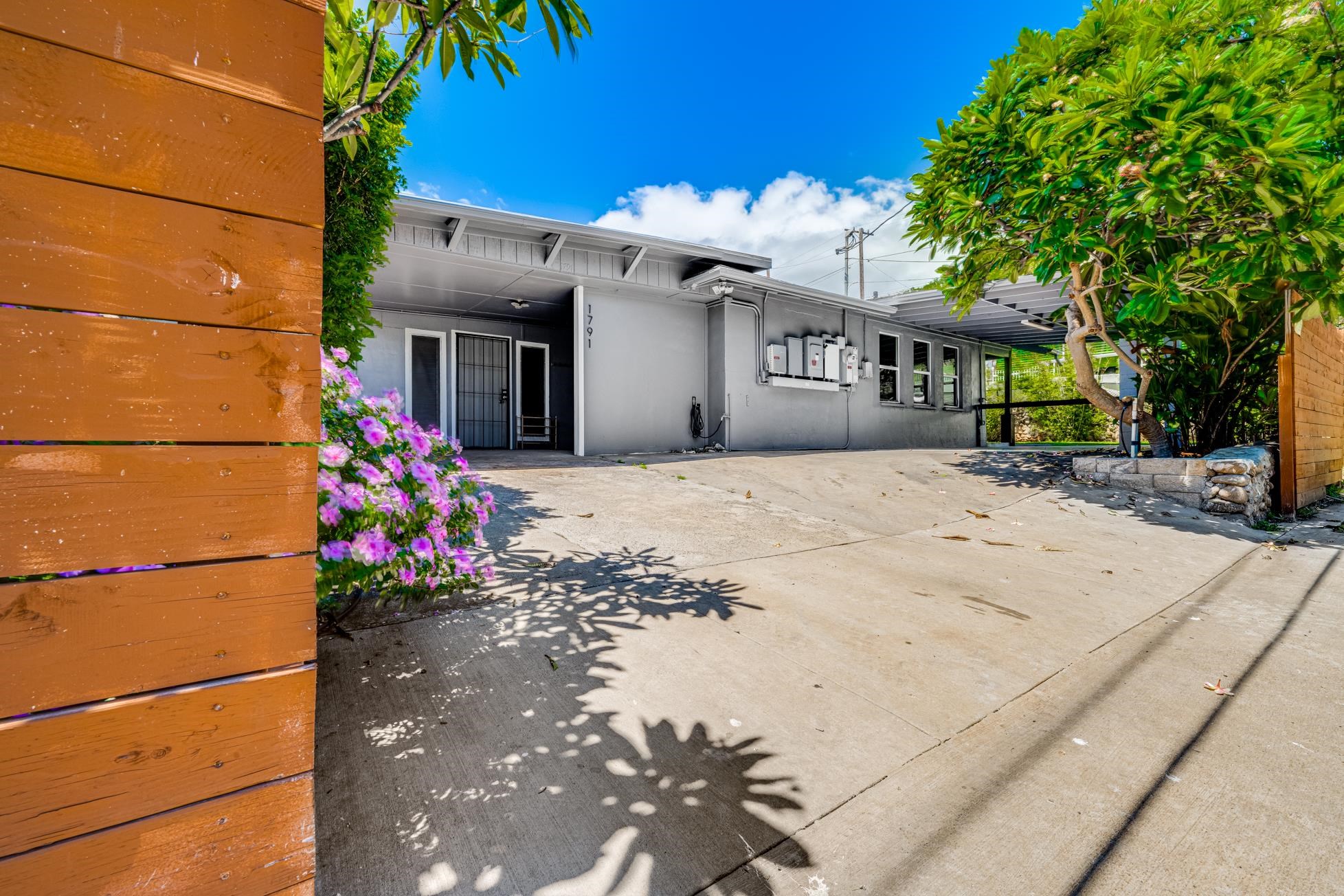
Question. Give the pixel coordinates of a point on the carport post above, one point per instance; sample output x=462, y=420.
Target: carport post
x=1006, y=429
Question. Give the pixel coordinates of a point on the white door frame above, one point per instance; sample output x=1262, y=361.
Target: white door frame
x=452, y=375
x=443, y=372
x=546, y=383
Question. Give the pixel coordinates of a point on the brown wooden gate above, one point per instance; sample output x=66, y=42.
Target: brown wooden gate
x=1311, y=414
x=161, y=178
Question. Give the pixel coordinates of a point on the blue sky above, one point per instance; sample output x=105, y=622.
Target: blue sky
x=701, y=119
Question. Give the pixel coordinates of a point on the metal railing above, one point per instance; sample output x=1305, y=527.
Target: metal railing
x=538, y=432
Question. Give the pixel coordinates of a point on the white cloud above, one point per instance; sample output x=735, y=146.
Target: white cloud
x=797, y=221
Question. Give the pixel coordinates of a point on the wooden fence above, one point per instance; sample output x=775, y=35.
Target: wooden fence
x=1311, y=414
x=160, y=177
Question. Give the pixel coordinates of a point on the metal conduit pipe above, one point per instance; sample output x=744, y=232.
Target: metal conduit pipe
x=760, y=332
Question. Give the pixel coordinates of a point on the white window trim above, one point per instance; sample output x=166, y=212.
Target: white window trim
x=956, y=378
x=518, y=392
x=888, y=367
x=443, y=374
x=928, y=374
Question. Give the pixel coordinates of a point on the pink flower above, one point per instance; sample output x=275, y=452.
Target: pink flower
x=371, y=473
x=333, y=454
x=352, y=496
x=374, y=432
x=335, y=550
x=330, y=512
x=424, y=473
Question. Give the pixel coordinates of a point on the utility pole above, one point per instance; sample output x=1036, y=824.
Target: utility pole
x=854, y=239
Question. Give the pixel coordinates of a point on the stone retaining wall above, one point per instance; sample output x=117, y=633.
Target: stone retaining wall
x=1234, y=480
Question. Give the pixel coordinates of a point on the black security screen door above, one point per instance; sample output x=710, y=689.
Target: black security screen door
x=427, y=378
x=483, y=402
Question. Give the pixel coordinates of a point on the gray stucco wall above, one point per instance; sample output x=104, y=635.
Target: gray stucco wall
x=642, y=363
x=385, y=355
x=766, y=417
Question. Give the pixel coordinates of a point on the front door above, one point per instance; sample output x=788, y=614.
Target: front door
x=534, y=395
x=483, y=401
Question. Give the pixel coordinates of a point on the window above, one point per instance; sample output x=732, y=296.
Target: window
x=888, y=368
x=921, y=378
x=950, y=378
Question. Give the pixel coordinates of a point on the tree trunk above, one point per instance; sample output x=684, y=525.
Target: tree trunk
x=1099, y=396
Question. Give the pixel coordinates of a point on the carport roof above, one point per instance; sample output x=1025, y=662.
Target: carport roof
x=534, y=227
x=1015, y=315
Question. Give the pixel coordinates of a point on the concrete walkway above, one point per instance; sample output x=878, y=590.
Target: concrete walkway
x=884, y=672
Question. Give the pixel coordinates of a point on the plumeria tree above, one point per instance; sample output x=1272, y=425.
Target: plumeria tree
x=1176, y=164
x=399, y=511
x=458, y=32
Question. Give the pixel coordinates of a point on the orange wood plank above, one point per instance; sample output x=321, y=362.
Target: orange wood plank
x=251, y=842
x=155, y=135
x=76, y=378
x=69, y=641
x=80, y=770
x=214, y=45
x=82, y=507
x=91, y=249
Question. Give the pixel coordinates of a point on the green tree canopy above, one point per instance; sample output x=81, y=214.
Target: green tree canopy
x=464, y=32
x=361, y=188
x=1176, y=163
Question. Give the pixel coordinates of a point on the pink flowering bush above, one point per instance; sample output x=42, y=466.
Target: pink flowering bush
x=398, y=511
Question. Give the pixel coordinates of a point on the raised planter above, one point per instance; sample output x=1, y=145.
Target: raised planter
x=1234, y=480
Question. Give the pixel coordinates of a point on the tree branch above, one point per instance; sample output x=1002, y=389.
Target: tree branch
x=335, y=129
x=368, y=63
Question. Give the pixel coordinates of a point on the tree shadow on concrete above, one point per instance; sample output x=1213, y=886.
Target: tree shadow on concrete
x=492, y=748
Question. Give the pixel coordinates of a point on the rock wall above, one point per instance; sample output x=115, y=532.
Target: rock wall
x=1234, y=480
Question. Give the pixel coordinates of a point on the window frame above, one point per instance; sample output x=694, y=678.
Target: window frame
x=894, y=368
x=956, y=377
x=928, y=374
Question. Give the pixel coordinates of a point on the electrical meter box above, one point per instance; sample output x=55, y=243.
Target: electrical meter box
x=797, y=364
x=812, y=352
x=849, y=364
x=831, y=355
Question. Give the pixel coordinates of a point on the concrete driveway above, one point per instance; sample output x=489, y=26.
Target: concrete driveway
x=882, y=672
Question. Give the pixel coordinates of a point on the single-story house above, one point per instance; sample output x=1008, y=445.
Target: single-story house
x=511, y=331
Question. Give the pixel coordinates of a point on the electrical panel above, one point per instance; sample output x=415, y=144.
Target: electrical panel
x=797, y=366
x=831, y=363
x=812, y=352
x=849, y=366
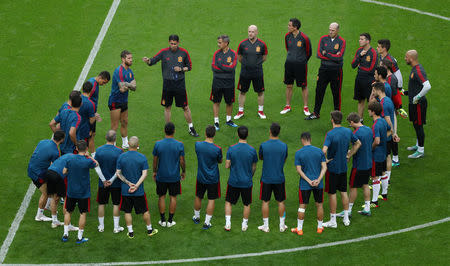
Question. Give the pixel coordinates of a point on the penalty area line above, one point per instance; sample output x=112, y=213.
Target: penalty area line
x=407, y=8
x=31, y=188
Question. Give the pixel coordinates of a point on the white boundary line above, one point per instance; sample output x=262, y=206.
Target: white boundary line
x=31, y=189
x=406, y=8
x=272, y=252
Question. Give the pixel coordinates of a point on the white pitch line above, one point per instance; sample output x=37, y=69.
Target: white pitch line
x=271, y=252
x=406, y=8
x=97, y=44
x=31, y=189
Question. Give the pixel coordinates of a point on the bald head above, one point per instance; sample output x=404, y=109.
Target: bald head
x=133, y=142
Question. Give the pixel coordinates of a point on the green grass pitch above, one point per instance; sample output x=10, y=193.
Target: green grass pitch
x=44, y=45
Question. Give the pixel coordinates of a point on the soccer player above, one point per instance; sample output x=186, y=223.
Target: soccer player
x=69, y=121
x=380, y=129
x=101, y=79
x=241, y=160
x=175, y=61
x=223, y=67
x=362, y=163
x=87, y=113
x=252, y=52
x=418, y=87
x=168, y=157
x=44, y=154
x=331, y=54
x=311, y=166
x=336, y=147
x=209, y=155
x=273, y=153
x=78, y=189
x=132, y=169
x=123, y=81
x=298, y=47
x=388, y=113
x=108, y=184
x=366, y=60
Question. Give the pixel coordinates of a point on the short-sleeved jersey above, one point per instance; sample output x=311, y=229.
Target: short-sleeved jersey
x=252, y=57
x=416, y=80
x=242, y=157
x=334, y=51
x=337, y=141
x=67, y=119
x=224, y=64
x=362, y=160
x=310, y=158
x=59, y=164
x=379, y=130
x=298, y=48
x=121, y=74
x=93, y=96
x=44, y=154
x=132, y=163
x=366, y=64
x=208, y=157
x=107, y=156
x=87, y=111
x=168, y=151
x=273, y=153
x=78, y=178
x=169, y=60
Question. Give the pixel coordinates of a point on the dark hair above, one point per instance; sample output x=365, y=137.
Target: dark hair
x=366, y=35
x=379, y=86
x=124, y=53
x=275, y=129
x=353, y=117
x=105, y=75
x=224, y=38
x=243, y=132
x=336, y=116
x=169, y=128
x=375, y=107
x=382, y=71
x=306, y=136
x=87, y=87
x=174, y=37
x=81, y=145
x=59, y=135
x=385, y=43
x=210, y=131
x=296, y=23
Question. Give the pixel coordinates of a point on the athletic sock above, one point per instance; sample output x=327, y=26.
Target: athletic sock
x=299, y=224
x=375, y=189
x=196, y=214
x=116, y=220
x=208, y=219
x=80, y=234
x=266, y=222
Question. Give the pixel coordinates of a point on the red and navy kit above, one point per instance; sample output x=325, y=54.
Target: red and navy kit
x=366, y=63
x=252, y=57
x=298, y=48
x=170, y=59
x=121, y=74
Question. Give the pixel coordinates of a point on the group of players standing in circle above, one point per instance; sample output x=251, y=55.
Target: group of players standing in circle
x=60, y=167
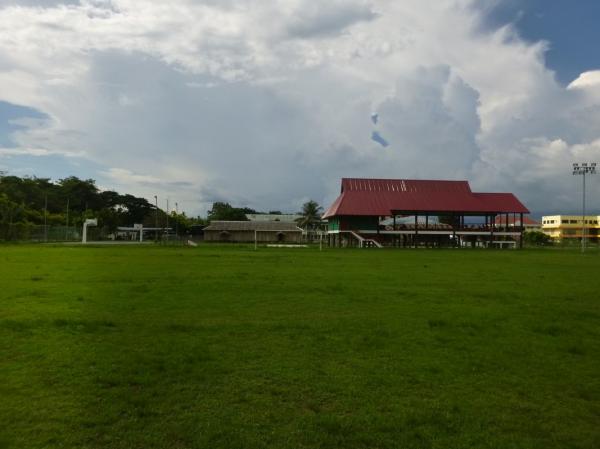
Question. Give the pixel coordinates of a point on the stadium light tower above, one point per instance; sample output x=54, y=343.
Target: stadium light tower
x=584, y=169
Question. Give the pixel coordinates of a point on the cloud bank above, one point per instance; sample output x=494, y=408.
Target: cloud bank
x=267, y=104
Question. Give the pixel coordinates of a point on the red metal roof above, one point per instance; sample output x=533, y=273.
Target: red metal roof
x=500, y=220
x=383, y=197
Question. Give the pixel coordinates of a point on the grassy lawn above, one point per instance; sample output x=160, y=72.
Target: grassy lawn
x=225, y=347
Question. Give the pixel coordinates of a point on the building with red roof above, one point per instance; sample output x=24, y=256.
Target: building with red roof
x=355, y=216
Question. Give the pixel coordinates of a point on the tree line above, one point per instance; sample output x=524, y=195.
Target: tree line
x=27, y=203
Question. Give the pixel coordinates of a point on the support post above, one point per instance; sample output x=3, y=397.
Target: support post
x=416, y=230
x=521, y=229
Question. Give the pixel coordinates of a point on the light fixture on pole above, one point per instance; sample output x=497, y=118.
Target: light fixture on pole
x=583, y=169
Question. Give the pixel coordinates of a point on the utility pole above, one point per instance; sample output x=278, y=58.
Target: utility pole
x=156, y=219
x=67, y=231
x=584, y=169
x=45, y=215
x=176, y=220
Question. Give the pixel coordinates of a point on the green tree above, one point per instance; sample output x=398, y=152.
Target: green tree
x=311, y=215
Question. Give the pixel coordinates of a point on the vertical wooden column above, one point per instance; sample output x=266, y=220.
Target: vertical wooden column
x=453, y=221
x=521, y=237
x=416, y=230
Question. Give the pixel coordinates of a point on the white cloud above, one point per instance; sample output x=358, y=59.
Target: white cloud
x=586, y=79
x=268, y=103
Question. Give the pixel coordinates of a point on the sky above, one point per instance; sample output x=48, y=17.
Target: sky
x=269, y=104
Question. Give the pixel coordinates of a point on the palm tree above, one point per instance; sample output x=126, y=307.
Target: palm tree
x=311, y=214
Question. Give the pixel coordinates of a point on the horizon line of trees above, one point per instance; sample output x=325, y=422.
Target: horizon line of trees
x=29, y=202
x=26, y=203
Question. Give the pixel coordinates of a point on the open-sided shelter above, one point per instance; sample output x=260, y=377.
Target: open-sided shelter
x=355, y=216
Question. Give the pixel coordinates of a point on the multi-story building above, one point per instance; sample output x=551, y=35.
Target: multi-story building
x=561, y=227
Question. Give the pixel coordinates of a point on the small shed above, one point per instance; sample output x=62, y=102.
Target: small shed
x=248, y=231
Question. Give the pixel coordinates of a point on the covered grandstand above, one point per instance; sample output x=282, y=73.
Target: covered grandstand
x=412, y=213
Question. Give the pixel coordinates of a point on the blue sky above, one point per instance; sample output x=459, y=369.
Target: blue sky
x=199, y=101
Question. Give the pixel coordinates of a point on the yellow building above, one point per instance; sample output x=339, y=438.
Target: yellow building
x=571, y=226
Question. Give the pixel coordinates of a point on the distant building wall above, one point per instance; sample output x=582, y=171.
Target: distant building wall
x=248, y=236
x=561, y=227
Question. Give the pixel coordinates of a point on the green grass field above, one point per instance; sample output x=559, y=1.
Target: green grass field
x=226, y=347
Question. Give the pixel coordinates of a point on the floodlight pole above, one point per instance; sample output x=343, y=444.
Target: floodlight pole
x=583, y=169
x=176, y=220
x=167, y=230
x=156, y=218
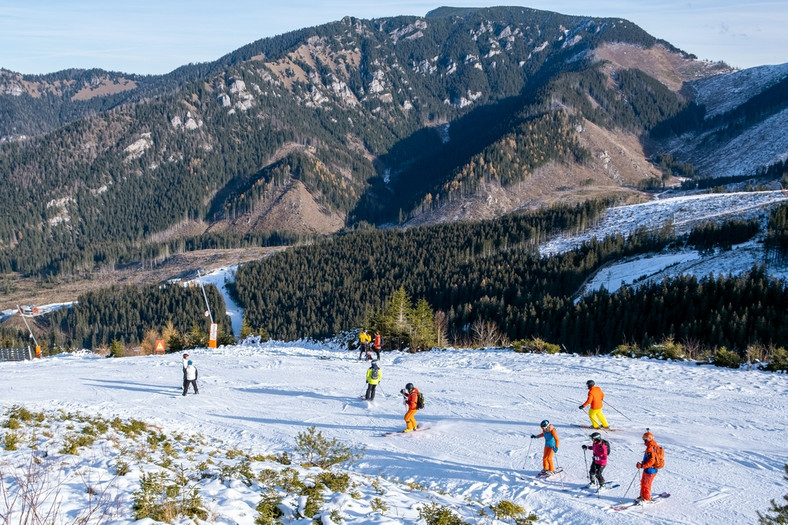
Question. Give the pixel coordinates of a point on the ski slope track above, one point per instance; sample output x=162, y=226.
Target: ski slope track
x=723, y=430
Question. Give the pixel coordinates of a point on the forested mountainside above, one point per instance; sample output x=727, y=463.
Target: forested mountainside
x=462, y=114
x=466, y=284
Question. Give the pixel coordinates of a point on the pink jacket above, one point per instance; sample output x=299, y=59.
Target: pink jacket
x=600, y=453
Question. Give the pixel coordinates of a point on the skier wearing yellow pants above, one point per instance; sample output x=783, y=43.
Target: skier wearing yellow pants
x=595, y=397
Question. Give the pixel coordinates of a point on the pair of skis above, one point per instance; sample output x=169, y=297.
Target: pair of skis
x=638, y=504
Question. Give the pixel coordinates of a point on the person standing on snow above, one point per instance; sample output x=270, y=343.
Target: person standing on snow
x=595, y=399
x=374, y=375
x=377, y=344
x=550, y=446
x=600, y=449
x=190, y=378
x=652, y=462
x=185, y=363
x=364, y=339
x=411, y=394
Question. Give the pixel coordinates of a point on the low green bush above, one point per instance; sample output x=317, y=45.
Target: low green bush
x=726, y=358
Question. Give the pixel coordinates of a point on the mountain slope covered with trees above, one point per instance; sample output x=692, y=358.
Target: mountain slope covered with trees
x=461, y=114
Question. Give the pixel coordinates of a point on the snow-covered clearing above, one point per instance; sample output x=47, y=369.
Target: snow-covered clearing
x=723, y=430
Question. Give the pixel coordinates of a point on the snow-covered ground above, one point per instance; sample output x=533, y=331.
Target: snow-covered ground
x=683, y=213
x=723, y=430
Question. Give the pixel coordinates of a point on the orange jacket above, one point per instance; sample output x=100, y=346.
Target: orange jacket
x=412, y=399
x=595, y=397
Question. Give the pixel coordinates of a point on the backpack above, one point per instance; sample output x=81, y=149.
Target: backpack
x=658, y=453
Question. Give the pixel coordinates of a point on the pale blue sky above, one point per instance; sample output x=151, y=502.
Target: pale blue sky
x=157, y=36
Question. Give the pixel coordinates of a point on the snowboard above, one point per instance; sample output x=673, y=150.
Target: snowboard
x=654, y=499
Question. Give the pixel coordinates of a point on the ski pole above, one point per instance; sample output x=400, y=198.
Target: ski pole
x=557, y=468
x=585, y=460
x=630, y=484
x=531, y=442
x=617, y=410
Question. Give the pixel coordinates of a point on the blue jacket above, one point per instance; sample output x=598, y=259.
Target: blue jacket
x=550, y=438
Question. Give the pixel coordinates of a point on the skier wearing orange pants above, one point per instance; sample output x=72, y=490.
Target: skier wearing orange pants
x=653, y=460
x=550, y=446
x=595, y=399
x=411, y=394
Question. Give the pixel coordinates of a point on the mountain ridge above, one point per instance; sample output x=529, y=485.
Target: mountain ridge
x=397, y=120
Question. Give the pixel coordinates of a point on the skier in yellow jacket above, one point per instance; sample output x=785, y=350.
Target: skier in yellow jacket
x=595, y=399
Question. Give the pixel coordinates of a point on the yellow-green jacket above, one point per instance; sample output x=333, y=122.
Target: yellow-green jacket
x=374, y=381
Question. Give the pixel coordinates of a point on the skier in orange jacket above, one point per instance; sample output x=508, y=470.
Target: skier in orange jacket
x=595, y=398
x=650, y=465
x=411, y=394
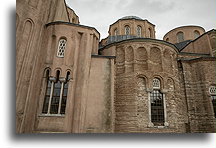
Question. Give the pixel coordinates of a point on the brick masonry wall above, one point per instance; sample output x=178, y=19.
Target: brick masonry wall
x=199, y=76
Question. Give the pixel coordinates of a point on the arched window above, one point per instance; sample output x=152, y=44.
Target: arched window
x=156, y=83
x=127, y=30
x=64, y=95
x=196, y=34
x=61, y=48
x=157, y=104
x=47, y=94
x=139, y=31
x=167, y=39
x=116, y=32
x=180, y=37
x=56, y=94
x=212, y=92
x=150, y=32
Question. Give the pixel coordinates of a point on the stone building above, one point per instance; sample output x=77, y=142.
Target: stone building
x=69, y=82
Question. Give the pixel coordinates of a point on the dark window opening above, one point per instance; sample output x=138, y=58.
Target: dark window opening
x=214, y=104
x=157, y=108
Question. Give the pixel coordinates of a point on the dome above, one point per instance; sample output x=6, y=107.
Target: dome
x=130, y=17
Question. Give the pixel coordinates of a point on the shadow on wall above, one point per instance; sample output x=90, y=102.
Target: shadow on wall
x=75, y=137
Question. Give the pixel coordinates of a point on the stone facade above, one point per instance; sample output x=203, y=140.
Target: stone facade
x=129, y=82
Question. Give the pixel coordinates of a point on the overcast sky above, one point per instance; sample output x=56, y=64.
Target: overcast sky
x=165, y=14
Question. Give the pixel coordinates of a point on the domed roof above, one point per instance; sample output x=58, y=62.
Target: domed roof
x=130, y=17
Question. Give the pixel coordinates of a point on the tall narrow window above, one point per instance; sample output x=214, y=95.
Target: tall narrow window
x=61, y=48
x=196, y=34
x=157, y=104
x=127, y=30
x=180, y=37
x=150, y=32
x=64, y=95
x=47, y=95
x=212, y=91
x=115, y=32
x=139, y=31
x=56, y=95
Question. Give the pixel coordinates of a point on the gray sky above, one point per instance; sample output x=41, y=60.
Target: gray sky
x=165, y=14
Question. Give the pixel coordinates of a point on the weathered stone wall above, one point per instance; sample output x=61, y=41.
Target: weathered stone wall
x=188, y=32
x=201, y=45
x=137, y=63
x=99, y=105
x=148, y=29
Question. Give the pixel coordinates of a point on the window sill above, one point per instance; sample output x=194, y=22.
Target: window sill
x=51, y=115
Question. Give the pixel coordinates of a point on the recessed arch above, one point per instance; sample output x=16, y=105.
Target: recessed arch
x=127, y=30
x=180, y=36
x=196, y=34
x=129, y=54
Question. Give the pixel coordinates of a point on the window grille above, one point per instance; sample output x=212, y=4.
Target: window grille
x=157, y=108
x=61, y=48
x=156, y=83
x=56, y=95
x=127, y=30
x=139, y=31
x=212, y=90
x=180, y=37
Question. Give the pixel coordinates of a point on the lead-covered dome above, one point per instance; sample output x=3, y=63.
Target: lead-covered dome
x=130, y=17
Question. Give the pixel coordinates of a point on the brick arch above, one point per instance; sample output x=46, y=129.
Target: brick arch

━━━

YOUR TASK: Copy the lines above exactly, beginning at the line that has "Target: horizon line of trees" and stopping after the line that has "output x=559, y=1.", and omit the rest.

RESPONSE TO THIS TASK:
Target: horizon line of trees
x=29, y=202
x=26, y=203
Question. Give the pixel coordinates of a point on the open-sided shelter above, one point per instance; sample output x=260, y=377.
Target: open-sided shelter
x=355, y=216
Question. Give the pixel coordinates of a point on the multi-story building above, one point per instance; sample output x=551, y=35.
Target: multi-story building
x=561, y=227
Question. Give the pixel coordinates of a point on the small shed above, one point per instance; sample output x=62, y=102.
Target: small shed
x=248, y=231
Question. Give the pixel coordinates of a point on the covered grandstand above, one point per instance; sample output x=282, y=73.
Target: covered grandstand
x=412, y=213
Question. Give the pixel coordinates of a point on the blue sky above, one point per instance; sample output x=459, y=369.
Target: blue sky
x=199, y=101
Question. Give the pixel coordinates of a point on the yellow building above, one point per instance; sample output x=339, y=438.
Target: yellow building
x=571, y=226
Question. Give the pixel coordinates of a point on the distant building wall above, one point per instance; sample output x=582, y=171.
Target: distant building wall
x=248, y=236
x=561, y=227
Question. Give the pixel coordinates of a point on the green grass field above, one point per instance; sample output x=559, y=1.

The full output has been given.